Problem description = A complete copy of the entries, exactly as written, is the expected result.

[Point-per-instance localization data]

^^^^^^^^^^^^^^^^

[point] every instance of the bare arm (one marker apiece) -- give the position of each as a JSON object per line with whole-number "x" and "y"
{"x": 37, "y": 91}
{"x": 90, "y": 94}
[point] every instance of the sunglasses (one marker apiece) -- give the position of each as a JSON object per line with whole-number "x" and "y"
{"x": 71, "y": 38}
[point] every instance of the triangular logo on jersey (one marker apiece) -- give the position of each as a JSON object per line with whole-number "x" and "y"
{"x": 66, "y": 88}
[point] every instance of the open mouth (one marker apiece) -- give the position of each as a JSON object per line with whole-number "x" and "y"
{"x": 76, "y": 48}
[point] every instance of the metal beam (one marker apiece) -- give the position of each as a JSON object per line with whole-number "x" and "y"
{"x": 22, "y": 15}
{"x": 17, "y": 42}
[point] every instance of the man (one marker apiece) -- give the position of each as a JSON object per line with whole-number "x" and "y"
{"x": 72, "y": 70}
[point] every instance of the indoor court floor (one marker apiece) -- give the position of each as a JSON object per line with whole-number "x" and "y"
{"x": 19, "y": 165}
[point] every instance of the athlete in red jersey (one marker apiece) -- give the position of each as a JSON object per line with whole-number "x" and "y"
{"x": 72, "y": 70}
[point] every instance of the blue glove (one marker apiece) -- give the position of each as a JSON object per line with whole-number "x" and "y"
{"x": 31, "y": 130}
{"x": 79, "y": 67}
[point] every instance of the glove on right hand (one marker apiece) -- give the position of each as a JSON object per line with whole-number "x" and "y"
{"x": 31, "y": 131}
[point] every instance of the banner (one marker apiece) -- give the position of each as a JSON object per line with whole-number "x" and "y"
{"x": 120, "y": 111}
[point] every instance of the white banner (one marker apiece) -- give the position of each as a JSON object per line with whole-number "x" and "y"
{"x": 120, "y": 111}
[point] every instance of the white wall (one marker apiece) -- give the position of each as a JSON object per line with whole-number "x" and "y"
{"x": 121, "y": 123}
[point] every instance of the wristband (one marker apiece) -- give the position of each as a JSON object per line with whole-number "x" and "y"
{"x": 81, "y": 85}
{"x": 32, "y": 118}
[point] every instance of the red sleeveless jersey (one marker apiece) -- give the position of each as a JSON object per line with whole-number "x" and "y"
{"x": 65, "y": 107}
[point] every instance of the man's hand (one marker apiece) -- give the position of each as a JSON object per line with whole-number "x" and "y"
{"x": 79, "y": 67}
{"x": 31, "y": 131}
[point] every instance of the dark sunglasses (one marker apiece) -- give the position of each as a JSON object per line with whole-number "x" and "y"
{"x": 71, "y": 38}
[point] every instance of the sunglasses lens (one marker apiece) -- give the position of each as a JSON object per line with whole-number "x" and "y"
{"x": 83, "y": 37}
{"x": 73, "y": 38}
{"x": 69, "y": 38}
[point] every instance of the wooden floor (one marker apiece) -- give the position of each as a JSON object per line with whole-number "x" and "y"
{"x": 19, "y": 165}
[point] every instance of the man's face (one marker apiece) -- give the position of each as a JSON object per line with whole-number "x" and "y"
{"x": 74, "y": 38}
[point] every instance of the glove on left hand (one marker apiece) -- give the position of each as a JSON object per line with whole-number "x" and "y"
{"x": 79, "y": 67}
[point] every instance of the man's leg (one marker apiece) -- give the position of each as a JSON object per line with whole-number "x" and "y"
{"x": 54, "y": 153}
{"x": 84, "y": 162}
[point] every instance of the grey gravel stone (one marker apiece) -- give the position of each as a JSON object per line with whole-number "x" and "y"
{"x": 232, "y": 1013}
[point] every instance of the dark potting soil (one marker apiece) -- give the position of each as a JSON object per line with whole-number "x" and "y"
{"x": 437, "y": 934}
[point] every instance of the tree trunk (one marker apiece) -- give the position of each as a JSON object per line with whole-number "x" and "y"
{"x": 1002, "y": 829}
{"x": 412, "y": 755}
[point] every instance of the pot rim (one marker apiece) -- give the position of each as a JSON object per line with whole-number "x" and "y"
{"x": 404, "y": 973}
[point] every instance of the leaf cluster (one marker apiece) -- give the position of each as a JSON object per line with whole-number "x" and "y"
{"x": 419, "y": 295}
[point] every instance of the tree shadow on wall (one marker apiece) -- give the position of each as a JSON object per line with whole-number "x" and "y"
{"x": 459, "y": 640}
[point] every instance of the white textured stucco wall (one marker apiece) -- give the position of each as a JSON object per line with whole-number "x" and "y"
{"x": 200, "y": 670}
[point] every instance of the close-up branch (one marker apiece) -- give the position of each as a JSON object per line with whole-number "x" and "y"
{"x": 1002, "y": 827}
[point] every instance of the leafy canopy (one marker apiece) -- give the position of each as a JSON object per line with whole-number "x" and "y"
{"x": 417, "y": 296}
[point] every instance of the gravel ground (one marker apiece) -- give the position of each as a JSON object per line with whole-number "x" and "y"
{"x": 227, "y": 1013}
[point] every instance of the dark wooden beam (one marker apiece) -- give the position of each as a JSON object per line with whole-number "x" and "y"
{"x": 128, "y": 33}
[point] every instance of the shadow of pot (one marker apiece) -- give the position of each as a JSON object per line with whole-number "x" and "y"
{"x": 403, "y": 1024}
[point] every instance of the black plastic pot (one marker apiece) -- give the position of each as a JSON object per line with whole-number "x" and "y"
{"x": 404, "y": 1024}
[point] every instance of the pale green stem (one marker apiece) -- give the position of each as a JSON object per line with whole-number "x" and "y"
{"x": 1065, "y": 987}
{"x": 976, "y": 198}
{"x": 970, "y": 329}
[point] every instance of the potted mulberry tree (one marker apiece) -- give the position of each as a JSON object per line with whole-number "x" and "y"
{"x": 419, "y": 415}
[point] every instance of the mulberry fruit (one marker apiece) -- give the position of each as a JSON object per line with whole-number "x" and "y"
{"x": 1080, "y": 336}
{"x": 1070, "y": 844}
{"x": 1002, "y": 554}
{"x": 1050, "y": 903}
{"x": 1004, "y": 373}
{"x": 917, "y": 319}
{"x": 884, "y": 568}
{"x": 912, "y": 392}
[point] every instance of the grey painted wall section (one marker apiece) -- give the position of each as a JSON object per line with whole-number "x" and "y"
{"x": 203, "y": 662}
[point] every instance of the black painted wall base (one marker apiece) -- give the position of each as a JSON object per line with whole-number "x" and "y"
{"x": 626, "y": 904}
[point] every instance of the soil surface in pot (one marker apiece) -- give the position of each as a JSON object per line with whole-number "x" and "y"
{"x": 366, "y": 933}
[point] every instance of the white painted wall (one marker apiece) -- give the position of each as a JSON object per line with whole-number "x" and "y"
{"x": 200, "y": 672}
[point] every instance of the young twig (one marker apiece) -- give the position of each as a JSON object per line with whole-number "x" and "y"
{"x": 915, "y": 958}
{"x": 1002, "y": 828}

^^^^^^^^^^^^^^^^

Task solution =
[point] every instance of the bare arm (one marker apiece) -- give the position of each as a JSON object per line with whole-number "x" and "y"
{"x": 37, "y": 91}
{"x": 90, "y": 94}
[point] every instance of the sunglasses (one marker apiece) -- give the position of each as a JSON object per line with whole-number "x" and "y"
{"x": 71, "y": 38}
[point] every instance of the triangular logo on jersey (one marker apiece) -- give the position of each as a JSON object per line with whole-number "x" and "y"
{"x": 66, "y": 88}
[point] every instance of the open mouth (one marker apiece) -- give the position of each as a JSON object per line with whole-number "x" and "y"
{"x": 76, "y": 48}
[point] every instance of the metal beam (one marker apiece) -- give the position of each as a JSON object per line with whole-number "x" and "y"
{"x": 22, "y": 15}
{"x": 17, "y": 42}
[point] every instance of the man (one marker apiece) -- give the position of each as a JSON object per line with whole-number "x" and "y"
{"x": 72, "y": 70}
[point] every instance of the indoor court floor (one marker apiece) -- give the position of each as a JSON object per line with whole-number "x" and "y"
{"x": 19, "y": 165}
[point] every instance of the athlete in red jersey (one marker apiece) -- give the position of each as a JSON object per line with whole-number "x" and "y"
{"x": 72, "y": 70}
[point] every instance of the blue glove (one marker apiece) -- give the position of each as a JSON object per line with whole-number "x" and "y"
{"x": 31, "y": 130}
{"x": 79, "y": 67}
[point] every instance of the glove on right hand (one marker apiece) -- give the position of each as a JSON object per line with whole-number "x" and "y"
{"x": 31, "y": 131}
[point] every instance of the banner (one marker apiece) -- give the position of each as a JSON object per line with whole-number "x" and "y"
{"x": 120, "y": 111}
[point] every instance of the white banner (one marker apiece) -- give the position of each as a JSON object per line with whole-number "x" and "y"
{"x": 120, "y": 111}
[point] every instance of the white wall (one marker apiece) -- give the position of each as a JSON object per line with whole-number "x" and "y"
{"x": 121, "y": 123}
[point] every instance of the wristband (one marker apiece) -- give the position of each as a JSON object per line with whole-number "x" and "y"
{"x": 81, "y": 85}
{"x": 32, "y": 118}
[point] every instance of the red sleeveless jersey (one marker apiece) -- give the position of each as a JSON object per line with whole-number "x" and "y"
{"x": 65, "y": 107}
[point] every instance of the man's hand (one marker apiece) -- give the position of each as a JSON object per line with whole-number "x" and "y"
{"x": 79, "y": 67}
{"x": 31, "y": 131}
[point] every instance of the dark sunglasses (one marker apiece) -- give the position of each as a JSON object per line with whole-number "x" and "y"
{"x": 71, "y": 38}
[point] every instance of the sunglasses lens (one marker apiece) -- give the position of each as a JSON object per line with whole-number "x" and "y"
{"x": 83, "y": 37}
{"x": 73, "y": 38}
{"x": 69, "y": 38}
[point] every instance of the wooden floor (one marker apiece) -- give the position of each as a JSON object per line with whole-number "x" and "y"
{"x": 19, "y": 165}
[point] every instance of the man's face (one marker apiece) -- give the position of each as a JSON object per line with whole-number "x" and "y"
{"x": 74, "y": 38}
[point] every instance of the glove on left hand (one marker apiece) -- give the position of each as a JSON object per line with whole-number "x" and "y"
{"x": 79, "y": 67}
[point] every instance of the man's leg (one marker apiece) -- give the position of each as a JSON object per line with whole-number "x" and "y"
{"x": 54, "y": 153}
{"x": 84, "y": 162}
[point] every instance of the grey gravel stone (one marker apiece) -- give the position of each as a JSON object per line with whole-number "x" and "y"
{"x": 232, "y": 1013}
[point] every instance of the dark potting soil (one marker apiece) -- give the position of each as a JSON object per line with whole-number "x" and "y"
{"x": 437, "y": 934}
[point] every instance of the tree trunk (one marker apiece) -- give the position of each as a JSON object per line with whole-number "x" and "y"
{"x": 1002, "y": 829}
{"x": 412, "y": 755}
[point] every instance of the pot rim (one marker apiece) -- give the position of each as a JSON object per line with whole-number "x" and "y"
{"x": 404, "y": 973}
[point] every instance of the leaf cluster (one marker apiece) -- give the position of each as a JSON object per line with whole-number "x" and "y"
{"x": 419, "y": 295}
[point] every instance of the tree shadow on wall (one marker apiece) -- give the position of each as a JSON object per line with whole-number "x" and "y"
{"x": 459, "y": 640}
[point] every instance of the white textured stucco wall (one marker apiece) -- give the position of each as a JSON object per line with whole-number "x" and "y"
{"x": 200, "y": 670}
[point] every instance of the close-up branch (one marker apiece) -- give the position of each as a JSON object per line with whole-number "x" and "y"
{"x": 1002, "y": 827}
[point] every instance of the leafy canopy (one marker apiece) -- give the position of each as a JSON object per line with whole-number "x" and "y"
{"x": 417, "y": 296}
[point] every instance of the gravel ground (one marker apiece) -- give the position of each as a JSON object per line with whole-number "x" and "y"
{"x": 227, "y": 1013}
[point] every instance of the dark wooden beam (one marker apiece) -- give the position of each as a JSON object per line with whole-number "x" and "y"
{"x": 128, "y": 33}
[point] every instance of the shadow of pot (one marker apiece) -- give the position of each as a JSON object per line with whole-number "x" and "y"
{"x": 403, "y": 1024}
[point] every instance of the black plastic pot (one marker apiece) -- give the position of each as a JSON object per line with whole-number "x" and "y"
{"x": 404, "y": 1024}
[point] every instance of the pale green stem (one marker apiece) -- give the position of each as a JSON object per line with whole-number "x" and "y"
{"x": 1065, "y": 987}
{"x": 976, "y": 198}
{"x": 970, "y": 329}
[point] every instance of the potted mulberry tree (one marker apiece) -- give the position of each as a JSON object per line with whole-number "x" and "y"
{"x": 419, "y": 415}
[point] every instance of the mulberry fruit (one marker apiece) -- give the position of each as a JSON object per line with whole-number "x" and "y"
{"x": 1080, "y": 336}
{"x": 1070, "y": 844}
{"x": 1002, "y": 554}
{"x": 1050, "y": 903}
{"x": 1004, "y": 373}
{"x": 917, "y": 319}
{"x": 884, "y": 568}
{"x": 912, "y": 392}
[point] every instance of the grey painted wall section (one marker apiece) -- give the position of each as a JSON object per line with whole-number "x" and "y"
{"x": 203, "y": 662}
[point] every instance of the black painted wall base (one marker apiece) -- give the position of each as a JSON object per line with whole-number "x" and "y"
{"x": 626, "y": 904}
[point] every instance of the soil surface in pot (one marker apiece) -- give the position of each as a JSON object per line with whole-number "x" and "y"
{"x": 366, "y": 933}
[point] every instance of the white painted wall (one marker apiece) -- give the position of each as a JSON object per line with whole-number "x" and "y"
{"x": 200, "y": 672}
[point] every instance of the young twig (one marker apiece) -- give the position of each as a JSON object per line with whole-number "x" and "y"
{"x": 915, "y": 958}
{"x": 1002, "y": 828}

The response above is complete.